[Referring expression data]
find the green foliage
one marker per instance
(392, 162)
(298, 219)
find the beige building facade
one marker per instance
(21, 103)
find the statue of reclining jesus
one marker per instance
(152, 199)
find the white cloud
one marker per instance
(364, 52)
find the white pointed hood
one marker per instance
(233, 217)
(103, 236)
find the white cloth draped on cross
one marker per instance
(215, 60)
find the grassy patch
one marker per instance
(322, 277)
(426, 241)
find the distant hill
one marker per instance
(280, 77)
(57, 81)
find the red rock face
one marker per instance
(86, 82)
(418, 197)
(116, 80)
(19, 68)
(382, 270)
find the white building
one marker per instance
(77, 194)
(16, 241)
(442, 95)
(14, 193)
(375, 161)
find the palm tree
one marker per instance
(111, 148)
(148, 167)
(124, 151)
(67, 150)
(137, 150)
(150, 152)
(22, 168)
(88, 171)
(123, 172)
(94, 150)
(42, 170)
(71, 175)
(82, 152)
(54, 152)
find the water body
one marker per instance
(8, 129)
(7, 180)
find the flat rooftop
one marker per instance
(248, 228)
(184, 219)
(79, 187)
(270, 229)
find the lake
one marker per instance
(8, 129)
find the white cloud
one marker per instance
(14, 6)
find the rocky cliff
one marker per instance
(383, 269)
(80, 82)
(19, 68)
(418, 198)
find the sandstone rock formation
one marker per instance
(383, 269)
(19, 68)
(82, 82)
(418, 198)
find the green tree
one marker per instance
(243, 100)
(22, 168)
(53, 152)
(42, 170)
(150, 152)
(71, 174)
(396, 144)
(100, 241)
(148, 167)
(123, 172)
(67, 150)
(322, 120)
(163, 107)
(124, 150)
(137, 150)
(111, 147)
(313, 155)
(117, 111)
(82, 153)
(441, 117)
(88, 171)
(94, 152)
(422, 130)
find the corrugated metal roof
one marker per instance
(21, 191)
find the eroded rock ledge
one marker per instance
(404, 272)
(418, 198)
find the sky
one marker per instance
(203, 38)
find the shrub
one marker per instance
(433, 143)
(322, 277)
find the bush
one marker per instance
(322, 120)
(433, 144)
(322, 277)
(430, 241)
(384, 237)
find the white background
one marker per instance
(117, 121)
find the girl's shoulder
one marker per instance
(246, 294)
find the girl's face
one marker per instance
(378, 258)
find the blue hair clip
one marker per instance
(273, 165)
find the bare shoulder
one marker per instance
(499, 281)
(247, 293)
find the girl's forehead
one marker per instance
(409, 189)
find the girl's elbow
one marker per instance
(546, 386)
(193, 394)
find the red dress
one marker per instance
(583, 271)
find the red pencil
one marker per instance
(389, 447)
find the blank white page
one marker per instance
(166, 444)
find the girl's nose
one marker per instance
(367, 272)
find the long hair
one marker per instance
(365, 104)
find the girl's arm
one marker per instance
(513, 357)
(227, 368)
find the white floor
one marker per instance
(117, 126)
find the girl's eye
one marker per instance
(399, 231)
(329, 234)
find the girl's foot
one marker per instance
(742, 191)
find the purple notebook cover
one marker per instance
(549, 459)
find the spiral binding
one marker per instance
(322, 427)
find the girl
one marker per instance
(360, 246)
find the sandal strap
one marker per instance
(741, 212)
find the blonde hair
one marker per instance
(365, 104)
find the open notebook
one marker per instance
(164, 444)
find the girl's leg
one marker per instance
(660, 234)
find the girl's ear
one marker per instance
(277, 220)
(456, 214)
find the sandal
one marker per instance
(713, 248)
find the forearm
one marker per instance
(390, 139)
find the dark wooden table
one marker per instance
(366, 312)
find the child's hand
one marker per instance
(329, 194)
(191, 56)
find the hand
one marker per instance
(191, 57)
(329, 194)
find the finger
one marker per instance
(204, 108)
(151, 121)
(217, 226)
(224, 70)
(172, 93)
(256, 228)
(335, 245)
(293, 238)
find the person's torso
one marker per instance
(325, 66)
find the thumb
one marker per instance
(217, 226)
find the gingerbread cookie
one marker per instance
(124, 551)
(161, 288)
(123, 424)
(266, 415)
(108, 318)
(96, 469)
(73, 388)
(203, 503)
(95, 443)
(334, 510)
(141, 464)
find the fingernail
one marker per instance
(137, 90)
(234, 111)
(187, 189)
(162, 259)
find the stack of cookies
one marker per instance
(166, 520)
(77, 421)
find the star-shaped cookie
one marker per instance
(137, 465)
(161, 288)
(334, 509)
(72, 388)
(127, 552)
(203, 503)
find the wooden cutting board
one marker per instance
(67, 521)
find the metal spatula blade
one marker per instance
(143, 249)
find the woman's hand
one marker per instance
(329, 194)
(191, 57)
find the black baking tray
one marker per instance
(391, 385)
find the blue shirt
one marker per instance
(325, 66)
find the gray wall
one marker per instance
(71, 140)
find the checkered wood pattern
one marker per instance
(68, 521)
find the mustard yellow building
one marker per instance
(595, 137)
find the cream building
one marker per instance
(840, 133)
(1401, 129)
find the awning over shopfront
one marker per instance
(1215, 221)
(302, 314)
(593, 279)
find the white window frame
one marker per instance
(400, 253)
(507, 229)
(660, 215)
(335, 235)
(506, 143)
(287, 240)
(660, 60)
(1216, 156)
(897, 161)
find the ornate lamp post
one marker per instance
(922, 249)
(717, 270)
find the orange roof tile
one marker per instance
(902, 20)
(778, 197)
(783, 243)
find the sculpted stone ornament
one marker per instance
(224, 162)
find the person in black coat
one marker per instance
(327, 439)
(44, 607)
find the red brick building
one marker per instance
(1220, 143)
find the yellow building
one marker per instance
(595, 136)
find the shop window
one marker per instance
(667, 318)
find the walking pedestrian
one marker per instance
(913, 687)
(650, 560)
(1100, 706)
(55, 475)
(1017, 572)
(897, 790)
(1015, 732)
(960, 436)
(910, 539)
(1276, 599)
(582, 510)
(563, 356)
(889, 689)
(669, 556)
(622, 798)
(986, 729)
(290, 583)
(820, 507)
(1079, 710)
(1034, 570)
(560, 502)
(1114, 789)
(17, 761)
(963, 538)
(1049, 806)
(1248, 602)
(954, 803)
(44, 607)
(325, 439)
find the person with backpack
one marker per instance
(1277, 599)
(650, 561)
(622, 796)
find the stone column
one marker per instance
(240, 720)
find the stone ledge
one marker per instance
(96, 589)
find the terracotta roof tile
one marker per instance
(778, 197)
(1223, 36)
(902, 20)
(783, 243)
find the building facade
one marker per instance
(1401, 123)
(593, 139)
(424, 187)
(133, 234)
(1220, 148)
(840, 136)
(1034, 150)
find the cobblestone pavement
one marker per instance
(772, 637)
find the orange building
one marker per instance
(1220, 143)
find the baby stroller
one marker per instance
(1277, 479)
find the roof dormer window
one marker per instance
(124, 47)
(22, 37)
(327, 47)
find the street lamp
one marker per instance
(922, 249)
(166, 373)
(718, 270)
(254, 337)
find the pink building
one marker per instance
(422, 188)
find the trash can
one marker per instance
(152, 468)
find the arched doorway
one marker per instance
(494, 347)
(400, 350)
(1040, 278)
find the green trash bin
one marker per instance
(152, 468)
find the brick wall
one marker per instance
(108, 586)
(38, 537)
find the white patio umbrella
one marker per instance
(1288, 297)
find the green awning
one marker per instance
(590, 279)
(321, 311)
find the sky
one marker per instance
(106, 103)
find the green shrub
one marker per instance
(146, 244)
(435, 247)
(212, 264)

▶ **WORK TO BE COMPLETED**:
Your task is to restate every record word for word.

▶ **SOLUTION TO THIS EXERCISE**:
find the green foliage
one marker per instance
(392, 162)
(298, 219)
find the beige building facade
one marker per instance
(21, 103)
find the statue of reclining jesus
one marker per instance
(152, 199)
find the white cloud
one marker per instance
(364, 52)
find the white pointed hood
one marker per instance
(233, 217)
(103, 236)
find the white cloth draped on cross
one marker per instance
(215, 60)
find the grassy patch
one marker per instance
(322, 277)
(426, 241)
find the distant hill
one marker per instance
(280, 77)
(57, 81)
find the red rock face
one marker per instance
(86, 82)
(418, 197)
(116, 80)
(19, 68)
(382, 270)
find the white building
one marker per instance
(77, 194)
(16, 241)
(442, 95)
(14, 193)
(375, 161)
find the palm tree
one marker per instance
(111, 148)
(148, 167)
(124, 151)
(67, 150)
(137, 150)
(150, 152)
(22, 168)
(88, 171)
(123, 172)
(94, 150)
(42, 170)
(71, 175)
(82, 152)
(54, 152)
find the water body
one marker per instance
(8, 129)
(7, 180)
find the flat rooftop
one marker per instance
(248, 228)
(184, 219)
(79, 187)
(270, 229)
find the lake
one marker per instance
(8, 129)
find the white cloud
one marker per instance
(14, 6)
find the rocky cliff
one marker per instance
(383, 269)
(80, 82)
(19, 68)
(418, 198)
find the sandstone rock formation
one marker per instance
(383, 269)
(19, 68)
(82, 82)
(418, 198)
find the green tree
one marker per instance
(243, 100)
(22, 168)
(53, 152)
(42, 170)
(150, 152)
(71, 174)
(396, 144)
(100, 241)
(148, 167)
(123, 172)
(67, 150)
(322, 120)
(163, 107)
(124, 150)
(137, 150)
(111, 147)
(313, 155)
(117, 111)
(82, 153)
(441, 117)
(88, 171)
(94, 152)
(422, 130)
find the corrugated metal roof
one marker per instance
(21, 191)
find the eroded rock ledge
one marker per instance
(404, 272)
(418, 198)
find the sky
one marker per instance
(203, 38)
find the shrub
one marker per instance
(433, 143)
(322, 277)
find the bush
one marker per instance
(322, 120)
(433, 144)
(322, 277)
(430, 241)
(384, 237)
find the white background
one marker per instance
(117, 121)
find the girl's shoulder
one marker per instance
(246, 294)
find the girl's face
one marker per instance
(378, 258)
find the blue hair clip
one marker per instance
(273, 165)
find the bare shoulder
one marker per instance
(499, 281)
(247, 293)
find the girl's forehead
one marker per instance
(409, 189)
find the girl's elbow
one marker per instance
(546, 386)
(193, 394)
find the red dress
one marker per instance
(583, 271)
find the red pencil
one marker per instance
(389, 447)
find the blank white page
one marker per instance
(166, 444)
find the girl's nose
one marker per instance
(367, 272)
find the long hair
one marker per instance
(365, 104)
find the girl's arm
one marker per instance
(513, 357)
(227, 368)
find the white floor
one marker per instance
(117, 126)
find the girl's eye
one marker per instance
(399, 231)
(329, 234)
find the girl's foot
one marker per instance
(742, 191)
find the purple notebook cover
one marker per instance
(549, 459)
find the spiral binding
one marker per instance
(322, 427)
find the girl
one marker per instance
(360, 246)
find the sandal strap
one marker per instance
(741, 212)
find the blonde hair
one marker per instance
(365, 104)
find the open notebook
one marker per instance
(164, 444)
find the girl's leg
one marker per instance
(660, 234)
find the girl's ear
one marker per instance
(277, 220)
(456, 214)
find the sandal
one marker per instance
(713, 248)
find the forearm
one marker per instance
(390, 139)
find the dark wooden table
one marker per instance
(366, 312)
find the child's hand
one marker per instance
(329, 194)
(191, 56)
find the hand
one marker per instance
(191, 57)
(329, 194)
find the finger
one marker per instance
(204, 108)
(151, 121)
(217, 226)
(224, 70)
(172, 93)
(256, 228)
(335, 245)
(293, 238)
find the person's torso
one marker per instance
(325, 66)
find the thumb
one marker per instance
(217, 226)
find the gingerbread cookie
one marker per instance
(124, 551)
(161, 288)
(123, 424)
(266, 415)
(108, 318)
(96, 469)
(73, 388)
(203, 503)
(95, 443)
(334, 510)
(141, 464)
find the fingernail
one marker per instance
(137, 90)
(234, 111)
(187, 189)
(162, 259)
find the stack of cookies
one marker per instance
(166, 520)
(77, 421)
find the star-shaped cookie
one marker per instance
(137, 465)
(161, 288)
(334, 509)
(72, 388)
(127, 552)
(203, 503)
find the wooden cutting board
one marker per instance
(67, 521)
find the metal spatula blade
one marker per instance
(143, 249)
find the woman's hand
one marker per instance
(329, 194)
(191, 57)
find the black baking tray
one marker per instance
(391, 385)
find the blue shirt
one marker per instance
(325, 66)
find the gray wall
one marker per instance
(71, 140)
find the checkered wood pattern
one marker per instance
(68, 521)
find the mustard yellow building
one marker per instance
(595, 137)
find the cream building
one marker per instance
(840, 133)
(1401, 129)
find the awning over shopfront
one marker per instance
(1215, 221)
(302, 314)
(593, 279)
find the white window frame
one marker per instance
(400, 253)
(507, 229)
(660, 215)
(335, 235)
(506, 143)
(287, 240)
(660, 60)
(1216, 156)
(897, 161)
find the ornate lamp post
one marker per instance
(922, 249)
(717, 270)
find the orange roof tile
one marker per instance
(902, 20)
(778, 197)
(783, 243)
find the sculpted stone ornament
one marker per instance
(224, 162)
find the person in black coat
one marker per instance
(327, 439)
(44, 607)
find the red brick building
one marker per instance
(1220, 143)
find the yellow building
one marker per instance
(595, 136)
find the shop window
one marker per instance
(667, 318)
find the walking pedestrian
one marker per instance
(913, 687)
(650, 560)
(1100, 706)
(55, 475)
(1017, 572)
(897, 790)
(1015, 732)
(960, 436)
(910, 539)
(1276, 599)
(582, 510)
(563, 356)
(889, 689)
(669, 556)
(622, 798)
(986, 729)
(290, 583)
(820, 507)
(1079, 710)
(1034, 570)
(560, 502)
(1114, 789)
(17, 761)
(963, 538)
(1049, 806)
(1248, 602)
(954, 803)
(44, 607)
(325, 439)
find the person with backpack
one marker per instance
(1277, 599)
(650, 561)
(622, 796)
find the stone column
one marker per instance
(240, 720)
find the stone ledge
one marker per instance
(96, 589)
find the terracotta roof tile
one marker per instance
(778, 197)
(1223, 36)
(902, 20)
(783, 243)
find the building facade
one marker per instance
(1401, 123)
(593, 139)
(424, 187)
(133, 234)
(1220, 148)
(840, 136)
(1034, 150)
find the cobblestone pavement
one marker per instance
(772, 637)
find the orange building
one marker per instance
(1220, 143)
find the baby stroller
one marker per instance
(1277, 479)
find the roof dormer window
one marker per instance
(124, 47)
(22, 37)
(327, 47)
find the street lamp
one marker per instance
(922, 249)
(166, 373)
(718, 270)
(254, 337)
find the pink building
one marker per instance
(422, 188)
find the trash can
one marker per instance
(152, 468)
find the arched doorway
one marker per instance
(494, 347)
(400, 350)
(1040, 278)
find the green trash bin
one marker per instance
(152, 468)
find the brick wall
one marker per instance
(108, 586)
(38, 537)
find the white patio umbrella
one marker per instance
(1288, 297)
find the green awning
one marker per instance
(590, 279)
(321, 311)
find the sky
one marker per instance
(106, 103)
find the green shrub
one marker per instance
(146, 244)
(435, 247)
(212, 264)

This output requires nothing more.